*PROBLEM DESCRIPTION*
Omit the pictures, please, and give each record below again exactly.

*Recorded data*
════════════════════

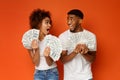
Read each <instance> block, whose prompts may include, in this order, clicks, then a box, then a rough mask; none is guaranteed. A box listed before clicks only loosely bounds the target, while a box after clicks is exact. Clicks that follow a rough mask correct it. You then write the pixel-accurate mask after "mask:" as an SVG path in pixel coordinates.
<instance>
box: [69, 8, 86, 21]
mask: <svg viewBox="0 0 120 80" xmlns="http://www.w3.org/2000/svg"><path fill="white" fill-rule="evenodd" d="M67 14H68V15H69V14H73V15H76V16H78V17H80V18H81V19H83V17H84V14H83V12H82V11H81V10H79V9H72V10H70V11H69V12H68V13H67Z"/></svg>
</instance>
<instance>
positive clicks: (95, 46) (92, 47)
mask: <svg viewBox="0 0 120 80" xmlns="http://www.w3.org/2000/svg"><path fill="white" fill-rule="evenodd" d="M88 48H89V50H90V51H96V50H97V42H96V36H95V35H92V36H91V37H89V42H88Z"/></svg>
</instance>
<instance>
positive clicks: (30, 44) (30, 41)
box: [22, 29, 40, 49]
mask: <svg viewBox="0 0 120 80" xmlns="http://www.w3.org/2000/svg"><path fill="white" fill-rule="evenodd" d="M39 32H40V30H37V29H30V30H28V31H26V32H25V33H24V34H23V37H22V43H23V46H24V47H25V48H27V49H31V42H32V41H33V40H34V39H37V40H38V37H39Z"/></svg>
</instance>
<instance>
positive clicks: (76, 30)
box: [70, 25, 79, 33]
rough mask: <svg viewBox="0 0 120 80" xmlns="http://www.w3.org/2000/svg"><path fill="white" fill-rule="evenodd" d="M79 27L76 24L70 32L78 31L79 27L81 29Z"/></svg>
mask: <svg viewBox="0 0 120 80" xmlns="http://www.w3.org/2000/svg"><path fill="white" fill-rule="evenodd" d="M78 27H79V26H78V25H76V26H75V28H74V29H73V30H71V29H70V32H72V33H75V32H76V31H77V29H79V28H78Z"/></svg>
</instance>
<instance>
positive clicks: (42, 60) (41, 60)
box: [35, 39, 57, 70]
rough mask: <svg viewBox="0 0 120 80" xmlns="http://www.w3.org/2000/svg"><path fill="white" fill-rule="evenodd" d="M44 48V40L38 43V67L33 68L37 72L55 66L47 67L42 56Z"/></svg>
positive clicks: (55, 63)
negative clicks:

════════════════════

*SOLUTION TO THIS PROBLEM*
Read each <instance> block, whose prompts may include, in this order, clicks, then a box, then a rough mask; none is guaranteed. A box listed before clicks only loosely bounds the target, while a box after clicks is exact. Clicks that follow a rough mask correct it. You then write the pixel-accurate mask after "mask:" as an SVG path in pixel coordinates.
<instance>
box: [69, 8, 86, 21]
mask: <svg viewBox="0 0 120 80" xmlns="http://www.w3.org/2000/svg"><path fill="white" fill-rule="evenodd" d="M67 14H68V15H69V14H73V15H76V16H78V17H80V18H81V19H83V17H84V14H83V12H82V11H81V10H79V9H72V10H70V11H69V12H68V13H67Z"/></svg>
</instance>
<instance>
positive clicks: (95, 46) (92, 47)
mask: <svg viewBox="0 0 120 80" xmlns="http://www.w3.org/2000/svg"><path fill="white" fill-rule="evenodd" d="M88 48H89V50H90V51H96V50H97V42H96V36H95V35H92V36H91V37H89V42H88Z"/></svg>
</instance>
<instance>
positive clicks: (30, 44) (30, 41)
box: [22, 29, 40, 49]
mask: <svg viewBox="0 0 120 80" xmlns="http://www.w3.org/2000/svg"><path fill="white" fill-rule="evenodd" d="M39 32H40V30H37V29H30V30H28V31H26V32H25V33H24V34H23V37H22V43H23V46H24V47H25V48H27V49H31V42H32V41H33V40H34V39H37V40H38V37H39Z"/></svg>
</instance>
<instance>
positive clicks: (76, 30)
box: [70, 25, 79, 33]
rough mask: <svg viewBox="0 0 120 80" xmlns="http://www.w3.org/2000/svg"><path fill="white" fill-rule="evenodd" d="M79 27L76 24L70 32L78 31L79 27L81 29Z"/></svg>
mask: <svg viewBox="0 0 120 80" xmlns="http://www.w3.org/2000/svg"><path fill="white" fill-rule="evenodd" d="M78 27H79V26H78V25H76V26H75V28H74V29H73V30H71V29H70V32H72V33H75V32H76V31H77V29H79V28H78Z"/></svg>
</instance>
<instance>
positive clicks: (42, 60) (41, 60)
box: [35, 39, 57, 70]
rough mask: <svg viewBox="0 0 120 80" xmlns="http://www.w3.org/2000/svg"><path fill="white" fill-rule="evenodd" d="M44 48V40L38 43V67L33 68L37 72L55 66L47 67L42 56Z"/></svg>
positive clicks: (55, 63)
negative clicks:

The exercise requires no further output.